## Given request
Please write out only the records that begin at the line containing "of roof ridge" and end after the line containing "[75,51,607,310]" as a two-column CSV with the headers instruction and response. Each record gets one row, with its text and its answer each in a single quoted field and all line breaks replaced by spaces.

## Task inputs

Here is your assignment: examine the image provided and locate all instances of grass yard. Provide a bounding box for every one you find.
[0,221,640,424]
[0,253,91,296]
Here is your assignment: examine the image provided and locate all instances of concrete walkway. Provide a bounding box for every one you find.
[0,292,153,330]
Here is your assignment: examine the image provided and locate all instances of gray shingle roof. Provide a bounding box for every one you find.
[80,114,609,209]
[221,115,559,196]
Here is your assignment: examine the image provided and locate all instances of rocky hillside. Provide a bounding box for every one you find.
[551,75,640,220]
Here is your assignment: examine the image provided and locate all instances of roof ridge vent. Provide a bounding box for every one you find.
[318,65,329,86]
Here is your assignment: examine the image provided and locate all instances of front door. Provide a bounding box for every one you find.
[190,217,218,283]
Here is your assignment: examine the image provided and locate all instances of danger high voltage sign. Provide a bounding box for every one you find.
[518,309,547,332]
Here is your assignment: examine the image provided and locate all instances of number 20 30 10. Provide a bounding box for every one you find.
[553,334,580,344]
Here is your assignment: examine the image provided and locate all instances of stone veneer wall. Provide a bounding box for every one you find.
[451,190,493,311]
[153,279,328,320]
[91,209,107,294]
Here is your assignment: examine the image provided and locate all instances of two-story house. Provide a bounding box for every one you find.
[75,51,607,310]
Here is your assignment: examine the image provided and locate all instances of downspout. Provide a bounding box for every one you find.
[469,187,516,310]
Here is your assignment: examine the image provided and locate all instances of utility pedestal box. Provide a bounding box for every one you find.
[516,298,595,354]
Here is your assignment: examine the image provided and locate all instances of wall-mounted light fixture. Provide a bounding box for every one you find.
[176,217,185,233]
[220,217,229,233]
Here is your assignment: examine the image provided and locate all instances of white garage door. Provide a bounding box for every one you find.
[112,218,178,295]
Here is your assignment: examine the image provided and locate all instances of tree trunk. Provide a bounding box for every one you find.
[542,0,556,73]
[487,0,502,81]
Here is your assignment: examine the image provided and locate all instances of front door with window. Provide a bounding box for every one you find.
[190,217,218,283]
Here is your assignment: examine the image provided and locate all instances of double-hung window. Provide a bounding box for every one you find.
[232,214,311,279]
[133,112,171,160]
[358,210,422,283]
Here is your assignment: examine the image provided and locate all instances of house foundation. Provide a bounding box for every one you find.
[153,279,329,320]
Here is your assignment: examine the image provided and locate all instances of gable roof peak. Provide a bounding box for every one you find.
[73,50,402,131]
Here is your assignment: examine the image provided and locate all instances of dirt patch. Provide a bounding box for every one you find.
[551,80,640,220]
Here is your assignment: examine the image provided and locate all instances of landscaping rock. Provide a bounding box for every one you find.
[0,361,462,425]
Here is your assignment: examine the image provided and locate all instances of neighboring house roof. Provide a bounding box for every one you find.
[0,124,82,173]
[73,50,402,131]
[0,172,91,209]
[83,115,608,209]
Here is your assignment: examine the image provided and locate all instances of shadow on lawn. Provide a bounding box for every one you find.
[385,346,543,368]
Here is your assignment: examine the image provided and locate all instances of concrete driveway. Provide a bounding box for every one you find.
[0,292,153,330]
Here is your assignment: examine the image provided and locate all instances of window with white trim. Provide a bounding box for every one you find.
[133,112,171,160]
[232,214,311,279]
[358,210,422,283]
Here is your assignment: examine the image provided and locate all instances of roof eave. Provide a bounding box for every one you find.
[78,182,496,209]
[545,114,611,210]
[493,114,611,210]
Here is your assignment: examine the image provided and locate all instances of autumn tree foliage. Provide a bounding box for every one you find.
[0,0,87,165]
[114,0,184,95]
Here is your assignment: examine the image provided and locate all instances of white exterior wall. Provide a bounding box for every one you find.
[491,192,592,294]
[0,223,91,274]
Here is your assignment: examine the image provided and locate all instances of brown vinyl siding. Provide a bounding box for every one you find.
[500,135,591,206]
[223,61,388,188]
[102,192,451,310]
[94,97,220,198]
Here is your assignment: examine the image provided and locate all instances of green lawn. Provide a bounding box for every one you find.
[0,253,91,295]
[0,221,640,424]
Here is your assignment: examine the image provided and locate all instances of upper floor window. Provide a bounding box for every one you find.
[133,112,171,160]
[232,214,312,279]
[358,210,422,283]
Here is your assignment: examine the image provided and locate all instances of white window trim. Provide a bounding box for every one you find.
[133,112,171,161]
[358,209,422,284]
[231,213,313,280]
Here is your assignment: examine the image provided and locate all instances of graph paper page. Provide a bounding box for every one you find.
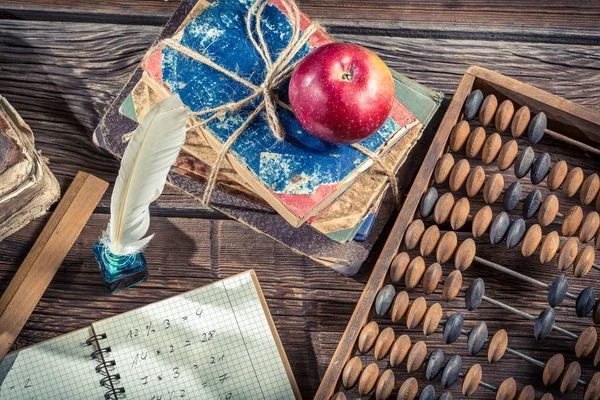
[93,271,295,400]
[0,328,108,400]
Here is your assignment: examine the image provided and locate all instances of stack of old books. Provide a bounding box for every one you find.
[94,0,442,274]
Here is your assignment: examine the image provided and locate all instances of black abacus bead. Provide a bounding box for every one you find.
[523,189,542,219]
[467,321,488,356]
[575,286,596,318]
[506,218,527,249]
[425,347,445,381]
[442,354,462,387]
[444,312,465,344]
[465,278,485,311]
[548,275,569,308]
[515,146,535,179]
[530,153,550,185]
[375,284,396,317]
[504,181,523,211]
[419,385,435,400]
[464,89,483,121]
[527,112,548,144]
[419,186,439,218]
[533,307,555,340]
[490,211,510,245]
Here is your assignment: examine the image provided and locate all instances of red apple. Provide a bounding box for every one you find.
[289,43,394,144]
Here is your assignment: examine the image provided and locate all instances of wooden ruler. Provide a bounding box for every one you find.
[0,172,108,361]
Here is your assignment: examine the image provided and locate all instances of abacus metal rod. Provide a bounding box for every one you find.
[473,256,577,300]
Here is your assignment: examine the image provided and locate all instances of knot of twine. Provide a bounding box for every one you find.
[148,0,400,205]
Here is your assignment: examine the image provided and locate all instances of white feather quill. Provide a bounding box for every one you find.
[102,95,188,256]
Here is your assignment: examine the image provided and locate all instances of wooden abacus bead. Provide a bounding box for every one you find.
[390,252,410,285]
[358,321,379,354]
[390,335,412,367]
[479,94,498,126]
[404,219,425,250]
[448,158,471,192]
[496,100,515,133]
[563,167,583,197]
[390,291,410,323]
[488,329,508,363]
[450,197,472,231]
[521,224,542,257]
[433,153,454,185]
[481,133,502,165]
[406,297,427,329]
[435,231,458,264]
[422,263,442,296]
[462,364,483,397]
[397,377,419,400]
[583,372,600,400]
[448,120,471,153]
[465,127,487,158]
[442,354,462,388]
[444,312,465,344]
[538,194,559,227]
[423,303,443,336]
[373,327,395,361]
[562,206,583,237]
[490,211,510,245]
[510,106,531,138]
[419,225,440,257]
[463,89,483,120]
[514,146,535,179]
[529,153,550,185]
[517,385,535,400]
[506,218,527,249]
[573,246,596,278]
[358,363,379,396]
[375,369,396,400]
[472,206,493,239]
[497,140,519,171]
[527,112,548,144]
[467,321,488,356]
[442,270,462,302]
[465,165,485,197]
[503,181,523,212]
[406,341,427,374]
[556,238,579,271]
[419,186,439,218]
[560,361,581,393]
[496,378,517,400]
[546,160,569,192]
[575,326,598,358]
[425,347,445,381]
[342,356,362,390]
[483,173,504,204]
[433,192,454,225]
[579,211,600,243]
[579,174,600,206]
[375,284,396,317]
[542,353,565,386]
[454,238,477,272]
[404,256,425,289]
[540,231,560,264]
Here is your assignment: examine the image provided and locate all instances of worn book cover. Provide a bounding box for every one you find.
[0,96,60,240]
[94,0,442,275]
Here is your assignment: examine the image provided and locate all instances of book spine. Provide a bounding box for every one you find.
[86,333,125,400]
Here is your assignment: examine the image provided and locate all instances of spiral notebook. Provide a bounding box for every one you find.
[0,271,300,400]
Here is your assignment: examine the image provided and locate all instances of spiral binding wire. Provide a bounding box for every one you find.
[85,333,125,400]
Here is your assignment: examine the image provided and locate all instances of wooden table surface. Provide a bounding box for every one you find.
[0,0,600,398]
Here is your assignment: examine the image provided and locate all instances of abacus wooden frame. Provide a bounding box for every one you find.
[315,66,600,400]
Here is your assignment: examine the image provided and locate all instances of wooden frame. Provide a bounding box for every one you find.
[315,67,600,400]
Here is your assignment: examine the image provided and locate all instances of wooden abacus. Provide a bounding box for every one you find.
[315,67,600,400]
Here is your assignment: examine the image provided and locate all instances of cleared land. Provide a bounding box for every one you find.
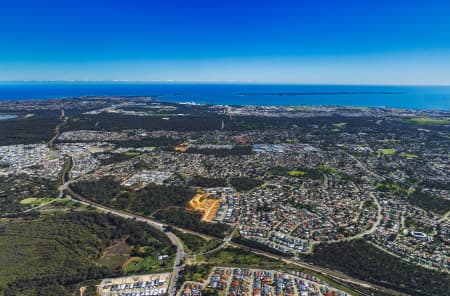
[188,193,221,222]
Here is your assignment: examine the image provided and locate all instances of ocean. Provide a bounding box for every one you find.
[0,82,450,110]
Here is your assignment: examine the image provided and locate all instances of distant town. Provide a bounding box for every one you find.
[0,97,450,296]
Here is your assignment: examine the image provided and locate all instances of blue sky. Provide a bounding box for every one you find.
[0,0,450,84]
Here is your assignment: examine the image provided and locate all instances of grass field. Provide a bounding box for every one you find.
[174,230,222,254]
[123,256,174,274]
[19,197,53,206]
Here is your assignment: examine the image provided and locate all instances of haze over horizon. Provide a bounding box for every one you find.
[0,0,450,85]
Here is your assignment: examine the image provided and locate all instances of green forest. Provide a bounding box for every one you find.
[305,240,450,295]
[0,212,175,296]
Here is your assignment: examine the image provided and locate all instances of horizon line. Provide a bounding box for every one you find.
[0,79,450,86]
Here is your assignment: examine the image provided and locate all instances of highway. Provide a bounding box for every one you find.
[66,186,407,296]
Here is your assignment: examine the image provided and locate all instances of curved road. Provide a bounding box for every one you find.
[67,186,406,295]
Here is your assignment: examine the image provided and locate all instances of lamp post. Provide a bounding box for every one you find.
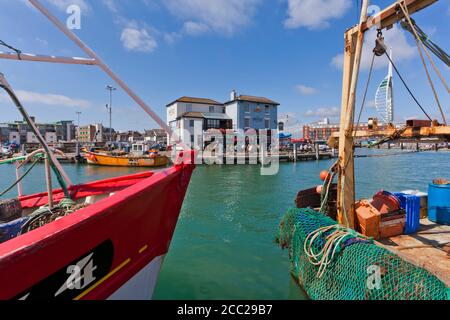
[76,111,81,159]
[106,85,117,143]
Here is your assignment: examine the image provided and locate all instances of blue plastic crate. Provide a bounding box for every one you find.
[394,192,420,234]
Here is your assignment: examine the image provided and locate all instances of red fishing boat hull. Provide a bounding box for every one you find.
[0,158,194,300]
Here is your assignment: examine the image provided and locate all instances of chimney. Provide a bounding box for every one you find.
[230,89,237,101]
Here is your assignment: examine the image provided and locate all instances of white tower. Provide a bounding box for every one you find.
[375,49,394,124]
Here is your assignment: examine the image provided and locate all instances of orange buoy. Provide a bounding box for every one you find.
[316,185,323,194]
[320,170,330,181]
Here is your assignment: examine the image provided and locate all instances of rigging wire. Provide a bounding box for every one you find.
[399,3,450,125]
[384,52,433,121]
[0,39,22,60]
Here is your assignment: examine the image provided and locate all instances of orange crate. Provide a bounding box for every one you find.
[355,200,381,239]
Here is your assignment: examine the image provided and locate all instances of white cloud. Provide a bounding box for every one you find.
[331,25,417,70]
[103,0,118,13]
[295,84,319,95]
[0,90,91,108]
[120,23,158,52]
[284,0,352,30]
[163,32,181,44]
[163,0,261,36]
[183,21,209,36]
[46,0,91,12]
[304,107,341,118]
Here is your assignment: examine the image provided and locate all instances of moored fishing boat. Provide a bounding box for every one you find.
[0,0,195,300]
[86,152,169,167]
[85,143,169,167]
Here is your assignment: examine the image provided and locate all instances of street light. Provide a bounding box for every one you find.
[106,85,117,143]
[76,111,81,159]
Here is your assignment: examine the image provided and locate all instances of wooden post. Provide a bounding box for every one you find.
[45,154,53,210]
[337,0,369,229]
[16,162,23,197]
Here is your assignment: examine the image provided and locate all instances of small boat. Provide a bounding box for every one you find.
[85,143,169,167]
[86,152,169,167]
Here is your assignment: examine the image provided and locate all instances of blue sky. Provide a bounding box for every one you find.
[0,0,450,136]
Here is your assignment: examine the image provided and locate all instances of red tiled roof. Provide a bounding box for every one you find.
[167,96,222,106]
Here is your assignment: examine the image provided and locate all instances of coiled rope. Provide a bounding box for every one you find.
[303,224,369,279]
[0,157,41,198]
[19,198,77,235]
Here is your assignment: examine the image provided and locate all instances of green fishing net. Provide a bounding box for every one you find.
[277,209,448,300]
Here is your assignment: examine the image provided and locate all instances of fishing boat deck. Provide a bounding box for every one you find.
[380,219,450,287]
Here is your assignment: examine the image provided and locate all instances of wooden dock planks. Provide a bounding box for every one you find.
[379,219,450,287]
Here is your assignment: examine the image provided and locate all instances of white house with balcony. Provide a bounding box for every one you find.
[224,90,280,131]
[167,97,232,147]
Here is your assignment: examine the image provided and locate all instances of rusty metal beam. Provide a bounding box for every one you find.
[330,126,450,143]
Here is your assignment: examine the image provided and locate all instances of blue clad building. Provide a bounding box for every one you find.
[224,90,280,130]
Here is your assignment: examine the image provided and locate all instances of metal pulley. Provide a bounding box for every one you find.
[373,29,387,57]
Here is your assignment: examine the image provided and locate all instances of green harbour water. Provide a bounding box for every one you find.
[0,150,450,300]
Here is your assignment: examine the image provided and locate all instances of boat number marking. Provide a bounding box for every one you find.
[55,253,97,297]
[14,240,114,300]
[128,159,139,166]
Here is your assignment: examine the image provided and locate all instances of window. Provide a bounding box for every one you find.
[206,119,220,130]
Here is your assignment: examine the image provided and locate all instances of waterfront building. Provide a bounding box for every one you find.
[167,97,232,146]
[224,90,280,131]
[303,118,387,141]
[55,120,76,142]
[78,123,104,143]
[0,117,75,144]
[144,129,167,145]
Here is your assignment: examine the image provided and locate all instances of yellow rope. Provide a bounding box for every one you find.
[303,225,355,278]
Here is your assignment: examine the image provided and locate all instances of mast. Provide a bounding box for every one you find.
[338,0,369,229]
[386,48,394,124]
[337,0,437,228]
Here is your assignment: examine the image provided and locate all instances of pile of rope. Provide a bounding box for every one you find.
[19,198,85,235]
[303,224,372,278]
[276,208,447,300]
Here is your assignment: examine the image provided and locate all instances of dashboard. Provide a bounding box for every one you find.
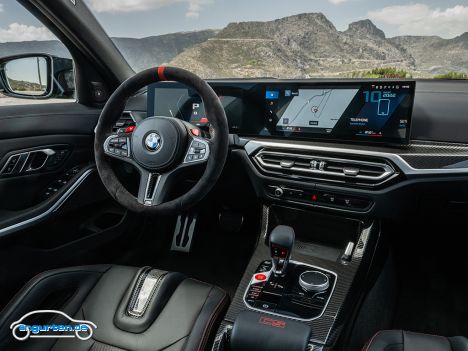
[123,79,468,217]
[148,81,416,144]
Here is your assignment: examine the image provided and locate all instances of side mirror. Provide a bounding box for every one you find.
[0,54,75,99]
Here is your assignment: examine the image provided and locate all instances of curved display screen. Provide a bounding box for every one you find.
[265,82,415,143]
[148,80,416,144]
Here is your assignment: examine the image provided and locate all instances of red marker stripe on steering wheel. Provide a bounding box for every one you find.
[158,66,167,80]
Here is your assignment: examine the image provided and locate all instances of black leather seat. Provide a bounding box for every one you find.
[363,330,468,351]
[0,265,229,351]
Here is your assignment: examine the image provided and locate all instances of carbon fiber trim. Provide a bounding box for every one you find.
[245,139,468,175]
[213,206,373,350]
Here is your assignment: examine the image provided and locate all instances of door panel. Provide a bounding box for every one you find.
[0,103,99,236]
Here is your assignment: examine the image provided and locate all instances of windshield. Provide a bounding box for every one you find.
[87,0,468,79]
[0,0,468,79]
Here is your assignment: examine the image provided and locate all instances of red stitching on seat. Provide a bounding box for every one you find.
[197,291,228,351]
[158,66,167,80]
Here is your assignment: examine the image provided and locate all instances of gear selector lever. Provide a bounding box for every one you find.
[270,225,295,276]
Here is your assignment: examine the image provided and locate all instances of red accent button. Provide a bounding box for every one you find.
[125,126,136,133]
[190,128,201,136]
[255,273,266,281]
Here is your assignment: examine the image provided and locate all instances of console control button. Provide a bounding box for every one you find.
[254,300,276,311]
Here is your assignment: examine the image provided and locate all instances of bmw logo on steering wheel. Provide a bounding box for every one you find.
[145,132,162,152]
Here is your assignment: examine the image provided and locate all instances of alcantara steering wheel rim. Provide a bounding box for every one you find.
[94,66,229,214]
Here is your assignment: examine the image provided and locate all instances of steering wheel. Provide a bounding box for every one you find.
[94,66,229,214]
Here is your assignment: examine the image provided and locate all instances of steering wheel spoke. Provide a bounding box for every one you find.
[138,168,171,206]
[183,137,211,165]
[104,134,132,162]
[94,67,229,214]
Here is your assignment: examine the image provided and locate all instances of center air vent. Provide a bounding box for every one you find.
[254,150,397,186]
[112,112,135,133]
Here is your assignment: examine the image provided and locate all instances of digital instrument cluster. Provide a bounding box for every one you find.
[148,80,416,144]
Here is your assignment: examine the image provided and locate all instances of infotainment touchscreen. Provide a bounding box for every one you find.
[264,81,415,143]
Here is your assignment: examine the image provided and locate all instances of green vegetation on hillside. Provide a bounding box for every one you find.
[434,71,468,79]
[351,67,413,78]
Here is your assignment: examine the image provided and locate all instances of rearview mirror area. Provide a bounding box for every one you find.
[0,54,75,99]
[3,56,51,96]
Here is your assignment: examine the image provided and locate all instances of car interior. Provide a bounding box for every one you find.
[0,0,468,351]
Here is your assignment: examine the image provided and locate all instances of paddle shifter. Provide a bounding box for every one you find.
[270,225,295,277]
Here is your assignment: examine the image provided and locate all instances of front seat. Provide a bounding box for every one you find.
[363,330,468,351]
[0,265,229,351]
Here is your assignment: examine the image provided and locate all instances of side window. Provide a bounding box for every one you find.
[0,1,75,106]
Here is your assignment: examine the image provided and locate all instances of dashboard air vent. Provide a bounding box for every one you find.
[254,150,397,186]
[112,112,135,133]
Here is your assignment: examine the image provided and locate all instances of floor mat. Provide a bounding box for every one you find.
[393,217,468,337]
[122,212,260,296]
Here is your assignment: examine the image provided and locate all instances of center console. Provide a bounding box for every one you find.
[244,225,336,321]
[213,205,379,351]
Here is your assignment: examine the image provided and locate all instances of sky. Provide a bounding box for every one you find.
[0,0,468,42]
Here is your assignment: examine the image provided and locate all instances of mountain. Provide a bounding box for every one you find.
[0,13,468,78]
[390,33,468,75]
[112,29,217,71]
[171,13,415,78]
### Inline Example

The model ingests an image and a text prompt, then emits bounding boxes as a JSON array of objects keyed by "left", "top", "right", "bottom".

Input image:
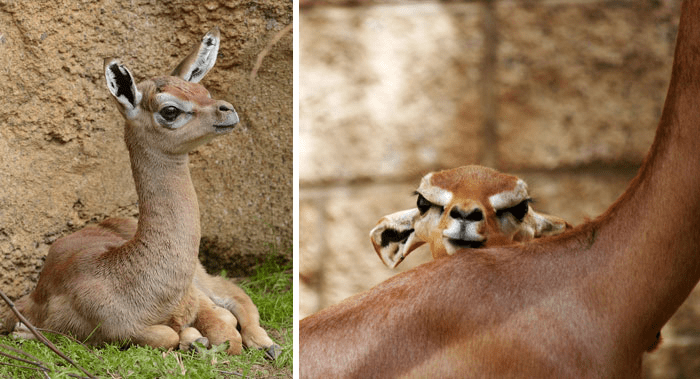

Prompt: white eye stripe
[
  {"left": 417, "top": 173, "right": 453, "bottom": 207},
  {"left": 156, "top": 92, "right": 194, "bottom": 113},
  {"left": 489, "top": 179, "right": 528, "bottom": 210},
  {"left": 153, "top": 112, "right": 193, "bottom": 129}
]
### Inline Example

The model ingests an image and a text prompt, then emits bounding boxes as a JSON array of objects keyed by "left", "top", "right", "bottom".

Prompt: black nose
[{"left": 450, "top": 207, "right": 484, "bottom": 221}]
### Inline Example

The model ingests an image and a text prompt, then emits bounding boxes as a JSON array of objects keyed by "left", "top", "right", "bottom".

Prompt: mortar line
[{"left": 478, "top": 0, "right": 499, "bottom": 167}]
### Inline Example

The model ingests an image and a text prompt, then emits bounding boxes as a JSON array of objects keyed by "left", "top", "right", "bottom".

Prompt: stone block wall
[
  {"left": 0, "top": 0, "right": 293, "bottom": 300},
  {"left": 298, "top": 0, "right": 700, "bottom": 378}
]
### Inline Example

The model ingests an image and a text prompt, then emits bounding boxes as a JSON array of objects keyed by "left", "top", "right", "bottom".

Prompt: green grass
[{"left": 0, "top": 248, "right": 293, "bottom": 379}]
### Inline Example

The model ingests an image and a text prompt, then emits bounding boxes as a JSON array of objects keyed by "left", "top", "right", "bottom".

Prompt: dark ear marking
[
  {"left": 381, "top": 229, "right": 414, "bottom": 248},
  {"left": 108, "top": 62, "right": 136, "bottom": 107},
  {"left": 171, "top": 27, "right": 221, "bottom": 83}
]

## The solution
instruction,response
"Here is your assignment: examine the image provided and locate all instances of roof ridge vent. Provide a bounding box for every one you find.","[318,65,329,86]"
"Here is your assignment: examine the image provided and locate all instances of front door. Provide a bounding box for every one you find.","[190,217,218,283]"
"Here is your assignment: examine the image provided and locate all instances of danger high voltage sign. Provide a bounding box for every one you find.","[518,309,547,332]"
"Here is your assignment: examine the image provided and locate all instances of number 20 30 10. Provide a bounding box for every one you find.","[553,334,580,344]"
"Here is your assignment: examine the image provided and locate all instances of stone veneer wall. Provide a bounding box for every one you find.","[451,190,493,311] [153,279,328,320] [91,209,107,294]"
"Here is your assignment: examine the image provided and locate all instances of two-story house. Provide a bounding box for every one you find.","[75,51,607,310]"